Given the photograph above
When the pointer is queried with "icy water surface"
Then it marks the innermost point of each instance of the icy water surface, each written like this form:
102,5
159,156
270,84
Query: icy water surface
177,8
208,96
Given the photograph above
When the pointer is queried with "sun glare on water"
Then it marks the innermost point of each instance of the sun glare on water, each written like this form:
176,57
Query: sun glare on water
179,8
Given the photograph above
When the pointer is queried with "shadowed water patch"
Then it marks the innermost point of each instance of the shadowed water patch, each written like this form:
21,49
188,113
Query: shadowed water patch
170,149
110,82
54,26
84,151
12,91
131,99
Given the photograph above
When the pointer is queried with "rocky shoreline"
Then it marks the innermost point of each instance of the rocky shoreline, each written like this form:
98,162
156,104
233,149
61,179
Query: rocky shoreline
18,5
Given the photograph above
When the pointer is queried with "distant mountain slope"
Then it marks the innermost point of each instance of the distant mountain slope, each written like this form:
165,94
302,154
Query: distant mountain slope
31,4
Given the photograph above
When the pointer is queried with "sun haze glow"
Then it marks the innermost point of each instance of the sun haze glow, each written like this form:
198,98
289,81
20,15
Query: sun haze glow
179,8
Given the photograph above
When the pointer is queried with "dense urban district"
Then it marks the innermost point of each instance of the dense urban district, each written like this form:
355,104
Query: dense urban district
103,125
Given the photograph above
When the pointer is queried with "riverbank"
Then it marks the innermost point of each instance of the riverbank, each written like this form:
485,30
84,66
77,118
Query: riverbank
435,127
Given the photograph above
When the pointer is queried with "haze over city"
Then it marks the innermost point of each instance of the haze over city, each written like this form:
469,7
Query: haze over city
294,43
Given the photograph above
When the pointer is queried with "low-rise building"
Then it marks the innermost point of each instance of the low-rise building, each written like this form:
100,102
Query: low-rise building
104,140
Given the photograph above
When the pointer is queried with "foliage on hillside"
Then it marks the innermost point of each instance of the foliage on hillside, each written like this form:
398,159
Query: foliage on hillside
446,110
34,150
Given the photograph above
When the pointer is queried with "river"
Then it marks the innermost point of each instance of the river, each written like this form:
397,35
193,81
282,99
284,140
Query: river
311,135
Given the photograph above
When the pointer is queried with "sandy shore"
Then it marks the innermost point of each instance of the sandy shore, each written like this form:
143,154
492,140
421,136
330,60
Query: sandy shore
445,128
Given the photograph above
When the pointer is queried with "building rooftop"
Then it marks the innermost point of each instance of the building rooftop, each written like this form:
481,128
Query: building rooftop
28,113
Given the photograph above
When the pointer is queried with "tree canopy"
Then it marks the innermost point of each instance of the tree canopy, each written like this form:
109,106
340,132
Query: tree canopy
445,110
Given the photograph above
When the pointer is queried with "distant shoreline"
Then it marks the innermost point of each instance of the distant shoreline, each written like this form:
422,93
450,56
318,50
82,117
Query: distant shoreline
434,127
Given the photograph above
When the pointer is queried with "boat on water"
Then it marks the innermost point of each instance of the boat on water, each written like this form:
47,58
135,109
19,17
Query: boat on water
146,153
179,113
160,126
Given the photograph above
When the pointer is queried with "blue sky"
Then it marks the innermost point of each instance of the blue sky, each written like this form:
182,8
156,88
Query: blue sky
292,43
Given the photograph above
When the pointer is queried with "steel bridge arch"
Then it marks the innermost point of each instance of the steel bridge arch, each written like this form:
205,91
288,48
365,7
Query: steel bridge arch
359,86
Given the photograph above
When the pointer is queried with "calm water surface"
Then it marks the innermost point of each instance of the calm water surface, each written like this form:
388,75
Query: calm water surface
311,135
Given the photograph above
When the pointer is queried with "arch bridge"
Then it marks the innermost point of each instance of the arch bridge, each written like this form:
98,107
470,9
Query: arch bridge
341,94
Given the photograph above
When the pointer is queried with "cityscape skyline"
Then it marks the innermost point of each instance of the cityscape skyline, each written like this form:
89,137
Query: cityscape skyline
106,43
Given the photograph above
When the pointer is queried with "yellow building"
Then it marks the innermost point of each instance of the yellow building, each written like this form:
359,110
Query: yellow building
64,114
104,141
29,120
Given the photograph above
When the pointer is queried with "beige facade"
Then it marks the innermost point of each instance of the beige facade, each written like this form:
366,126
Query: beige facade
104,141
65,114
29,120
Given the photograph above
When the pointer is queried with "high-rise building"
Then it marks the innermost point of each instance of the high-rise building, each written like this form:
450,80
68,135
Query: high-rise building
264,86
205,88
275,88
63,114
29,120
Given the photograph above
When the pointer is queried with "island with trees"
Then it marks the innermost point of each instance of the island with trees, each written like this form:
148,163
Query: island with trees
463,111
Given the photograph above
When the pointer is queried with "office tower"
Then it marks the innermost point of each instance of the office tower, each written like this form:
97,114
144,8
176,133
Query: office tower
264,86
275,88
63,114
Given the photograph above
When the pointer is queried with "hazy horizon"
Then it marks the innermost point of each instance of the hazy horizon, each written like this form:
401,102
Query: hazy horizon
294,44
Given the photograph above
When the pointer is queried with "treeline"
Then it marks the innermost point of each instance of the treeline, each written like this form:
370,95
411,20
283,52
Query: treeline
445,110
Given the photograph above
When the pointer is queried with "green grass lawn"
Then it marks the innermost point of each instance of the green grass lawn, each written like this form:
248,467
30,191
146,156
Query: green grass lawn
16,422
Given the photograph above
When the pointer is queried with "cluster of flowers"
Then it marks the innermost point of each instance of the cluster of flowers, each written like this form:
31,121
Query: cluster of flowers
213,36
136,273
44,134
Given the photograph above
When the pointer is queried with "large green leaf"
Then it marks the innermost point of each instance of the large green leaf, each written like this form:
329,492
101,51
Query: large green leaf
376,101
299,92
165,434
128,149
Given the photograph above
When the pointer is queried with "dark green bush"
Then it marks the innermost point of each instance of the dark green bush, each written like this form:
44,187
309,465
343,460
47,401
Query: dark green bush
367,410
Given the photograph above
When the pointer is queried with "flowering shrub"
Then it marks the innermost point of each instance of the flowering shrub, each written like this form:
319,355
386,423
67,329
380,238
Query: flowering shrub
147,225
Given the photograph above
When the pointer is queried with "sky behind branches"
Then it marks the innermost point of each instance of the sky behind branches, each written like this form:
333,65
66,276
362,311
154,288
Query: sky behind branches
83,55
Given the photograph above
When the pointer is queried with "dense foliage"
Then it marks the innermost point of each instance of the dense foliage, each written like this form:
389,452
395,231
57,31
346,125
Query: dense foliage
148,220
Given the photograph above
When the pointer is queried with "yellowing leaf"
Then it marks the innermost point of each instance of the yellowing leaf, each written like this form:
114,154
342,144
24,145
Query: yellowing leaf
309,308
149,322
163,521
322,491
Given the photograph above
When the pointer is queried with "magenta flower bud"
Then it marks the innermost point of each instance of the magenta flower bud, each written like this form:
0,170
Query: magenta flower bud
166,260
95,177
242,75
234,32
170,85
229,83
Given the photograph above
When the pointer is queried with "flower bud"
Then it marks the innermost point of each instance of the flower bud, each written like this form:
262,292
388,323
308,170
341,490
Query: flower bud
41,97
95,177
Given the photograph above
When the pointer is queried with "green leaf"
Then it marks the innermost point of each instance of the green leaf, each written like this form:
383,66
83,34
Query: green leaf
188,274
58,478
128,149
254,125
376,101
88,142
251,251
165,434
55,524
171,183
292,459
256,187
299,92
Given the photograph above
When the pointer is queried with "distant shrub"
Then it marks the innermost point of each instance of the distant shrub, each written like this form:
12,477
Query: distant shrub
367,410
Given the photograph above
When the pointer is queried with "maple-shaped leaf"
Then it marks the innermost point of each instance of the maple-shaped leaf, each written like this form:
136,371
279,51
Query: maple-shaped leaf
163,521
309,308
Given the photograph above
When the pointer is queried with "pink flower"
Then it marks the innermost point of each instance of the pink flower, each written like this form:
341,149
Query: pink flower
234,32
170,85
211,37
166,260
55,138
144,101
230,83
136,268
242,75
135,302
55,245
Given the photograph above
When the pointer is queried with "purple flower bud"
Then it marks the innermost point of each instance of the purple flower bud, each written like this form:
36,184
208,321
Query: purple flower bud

### To do
Copy every line of the records above that contains the word "shaped".

### The output
When the pointer is queried with "maple-shaped leaf"
Then it marks the innermost point of each instance of the maple-shaped leaf, each written like this form:
Query: maple-shaped leaf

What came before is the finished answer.